■ AIM 1: Transcribe the passage on first-time MPs word for word, starting with "We also track" and going on through "of MPs’ salaries.".

■ PASSAGE SHOWN:
------------------------------------------------------------------------
We also track changes in the age distribution, professional composition, and educational attainment of first-time MPs. This is partly because the quality of data on MPs is sometimes better than it is for candidates, but more importantly because the ultimate aim of these policies was to improve the quality of MPs in the House.[31] We caution against focusing too narrowly on the qualities of new MPs, however, as doing so can lead to misleading inferences. For example, if different parties attract candidates from different socio-economic backgrounds (and this seems likely), the characteristics of new MPs will be a function of the ebb and flow of the parties’ respective fortunes at elections rather than a response to changes in the level of MPs’ salaries.
------------------------------------------------------------------------
■ MATERIALS PROVIDED:
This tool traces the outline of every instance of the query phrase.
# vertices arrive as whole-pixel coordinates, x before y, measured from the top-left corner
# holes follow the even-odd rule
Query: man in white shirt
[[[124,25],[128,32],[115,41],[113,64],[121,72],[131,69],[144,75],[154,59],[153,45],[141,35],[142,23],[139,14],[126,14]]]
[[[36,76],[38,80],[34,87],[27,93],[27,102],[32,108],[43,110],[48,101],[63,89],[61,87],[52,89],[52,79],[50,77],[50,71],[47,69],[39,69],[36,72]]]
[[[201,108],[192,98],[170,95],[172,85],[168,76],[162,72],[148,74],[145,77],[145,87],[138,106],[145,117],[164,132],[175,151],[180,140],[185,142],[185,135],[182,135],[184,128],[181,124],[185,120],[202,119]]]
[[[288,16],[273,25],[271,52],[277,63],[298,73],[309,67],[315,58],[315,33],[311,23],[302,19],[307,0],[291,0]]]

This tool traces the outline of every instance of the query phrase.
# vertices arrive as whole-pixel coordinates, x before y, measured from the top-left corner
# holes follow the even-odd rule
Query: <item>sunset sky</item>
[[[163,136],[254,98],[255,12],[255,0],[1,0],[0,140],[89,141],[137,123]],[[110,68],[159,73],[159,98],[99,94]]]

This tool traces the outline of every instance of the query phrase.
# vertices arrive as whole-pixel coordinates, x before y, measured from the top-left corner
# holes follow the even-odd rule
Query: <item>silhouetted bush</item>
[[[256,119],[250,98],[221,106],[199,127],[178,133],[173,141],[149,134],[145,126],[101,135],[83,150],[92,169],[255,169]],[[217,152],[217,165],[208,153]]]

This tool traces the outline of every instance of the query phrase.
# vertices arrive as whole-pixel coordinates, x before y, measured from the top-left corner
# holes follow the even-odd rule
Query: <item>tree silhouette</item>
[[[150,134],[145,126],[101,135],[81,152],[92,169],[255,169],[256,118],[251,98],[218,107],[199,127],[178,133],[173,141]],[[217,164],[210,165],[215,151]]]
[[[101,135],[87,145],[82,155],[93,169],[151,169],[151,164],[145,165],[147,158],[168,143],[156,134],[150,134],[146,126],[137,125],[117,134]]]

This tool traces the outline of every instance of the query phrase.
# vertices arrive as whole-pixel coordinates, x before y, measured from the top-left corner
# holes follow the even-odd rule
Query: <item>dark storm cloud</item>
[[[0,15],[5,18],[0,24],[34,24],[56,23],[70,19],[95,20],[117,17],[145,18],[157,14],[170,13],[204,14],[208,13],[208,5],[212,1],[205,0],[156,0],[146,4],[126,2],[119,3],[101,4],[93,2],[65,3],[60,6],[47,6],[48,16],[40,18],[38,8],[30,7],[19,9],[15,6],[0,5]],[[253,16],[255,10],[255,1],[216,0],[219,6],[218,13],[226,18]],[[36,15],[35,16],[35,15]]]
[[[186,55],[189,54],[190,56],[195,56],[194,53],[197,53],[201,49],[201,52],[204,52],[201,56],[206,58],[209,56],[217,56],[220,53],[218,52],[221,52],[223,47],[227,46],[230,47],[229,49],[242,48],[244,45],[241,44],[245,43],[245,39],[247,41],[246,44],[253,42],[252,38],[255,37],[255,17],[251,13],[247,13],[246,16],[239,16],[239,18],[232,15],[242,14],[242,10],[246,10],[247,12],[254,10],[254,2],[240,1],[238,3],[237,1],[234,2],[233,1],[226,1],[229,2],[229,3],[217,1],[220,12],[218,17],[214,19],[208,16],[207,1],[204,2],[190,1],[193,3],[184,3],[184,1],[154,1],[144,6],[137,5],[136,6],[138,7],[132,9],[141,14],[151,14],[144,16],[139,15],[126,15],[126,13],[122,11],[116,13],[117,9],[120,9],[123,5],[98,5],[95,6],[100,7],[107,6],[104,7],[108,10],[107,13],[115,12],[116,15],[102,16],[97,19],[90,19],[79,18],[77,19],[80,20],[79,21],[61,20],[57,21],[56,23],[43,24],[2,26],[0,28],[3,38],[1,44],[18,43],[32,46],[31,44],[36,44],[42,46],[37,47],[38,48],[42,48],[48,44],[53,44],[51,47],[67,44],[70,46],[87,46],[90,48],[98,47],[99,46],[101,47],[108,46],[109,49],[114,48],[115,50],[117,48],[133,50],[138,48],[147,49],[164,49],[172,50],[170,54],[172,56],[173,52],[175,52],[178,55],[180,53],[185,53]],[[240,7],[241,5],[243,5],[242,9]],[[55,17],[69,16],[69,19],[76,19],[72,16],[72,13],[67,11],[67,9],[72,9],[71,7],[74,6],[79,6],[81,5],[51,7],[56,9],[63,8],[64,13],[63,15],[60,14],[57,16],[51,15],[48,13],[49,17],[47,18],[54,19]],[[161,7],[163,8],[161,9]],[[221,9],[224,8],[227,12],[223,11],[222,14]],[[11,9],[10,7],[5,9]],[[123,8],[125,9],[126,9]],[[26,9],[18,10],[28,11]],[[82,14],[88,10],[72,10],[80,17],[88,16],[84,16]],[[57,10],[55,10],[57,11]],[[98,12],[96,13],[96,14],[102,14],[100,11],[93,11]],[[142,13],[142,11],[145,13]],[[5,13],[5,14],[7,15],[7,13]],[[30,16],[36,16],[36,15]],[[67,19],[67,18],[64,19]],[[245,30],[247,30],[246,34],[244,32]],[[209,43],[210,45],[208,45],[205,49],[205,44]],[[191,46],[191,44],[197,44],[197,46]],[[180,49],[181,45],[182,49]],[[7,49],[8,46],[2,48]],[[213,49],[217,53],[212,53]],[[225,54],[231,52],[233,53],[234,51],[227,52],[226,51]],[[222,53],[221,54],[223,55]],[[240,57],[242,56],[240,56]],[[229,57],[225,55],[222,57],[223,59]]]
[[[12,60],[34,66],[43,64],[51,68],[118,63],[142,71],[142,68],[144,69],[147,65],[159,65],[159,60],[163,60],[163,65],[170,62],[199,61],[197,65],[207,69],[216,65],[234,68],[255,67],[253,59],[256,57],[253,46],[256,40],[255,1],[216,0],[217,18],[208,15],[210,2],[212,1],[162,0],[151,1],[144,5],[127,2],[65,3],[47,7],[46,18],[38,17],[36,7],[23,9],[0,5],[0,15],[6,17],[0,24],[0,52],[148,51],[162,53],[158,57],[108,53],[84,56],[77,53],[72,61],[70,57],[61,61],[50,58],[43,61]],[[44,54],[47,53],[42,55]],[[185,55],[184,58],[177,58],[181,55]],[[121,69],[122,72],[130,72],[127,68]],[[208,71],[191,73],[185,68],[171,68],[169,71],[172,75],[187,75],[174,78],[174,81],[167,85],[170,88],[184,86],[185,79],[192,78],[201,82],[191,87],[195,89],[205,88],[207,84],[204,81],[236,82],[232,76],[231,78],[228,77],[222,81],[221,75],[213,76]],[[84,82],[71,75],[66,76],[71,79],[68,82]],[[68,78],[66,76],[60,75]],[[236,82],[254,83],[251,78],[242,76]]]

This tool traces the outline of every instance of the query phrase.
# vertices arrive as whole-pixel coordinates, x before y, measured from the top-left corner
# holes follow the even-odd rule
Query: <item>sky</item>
------------------------------------------------------------------------
■ AIM 2: Show each line of the records that contains the string "item", copied in full.

■ WRITTEN RESPONSE 1:
We also track changes in the age distribution, professional composition, and educational attainment of first-time MPs. This is partly because the quality of data on MPs is sometimes better than it is for candidates, but more importantly because the ultimate aim of these policies was to improve the quality of MPs in the House.[31] We caution against focusing too narrowly on the qualities of new MPs, however, as doing so can lead to misleading inferences. For example, if different parties attract candidates from different socio-economic backgrounds (and this seems likely), the characteristics of new MPs will be a function of the ebb and flow of the parties’ respective fortunes at elections rather than a response to changes in the level of MPs’ salaries.

■ WRITTEN RESPONSE 2:
Query: <item>sunset sky</item>
Query: <item>silhouetted bush</item>
Query: <item>tree silhouette</item>
Query: <item>dark storm cloud</item>
Query: <item>sky</item>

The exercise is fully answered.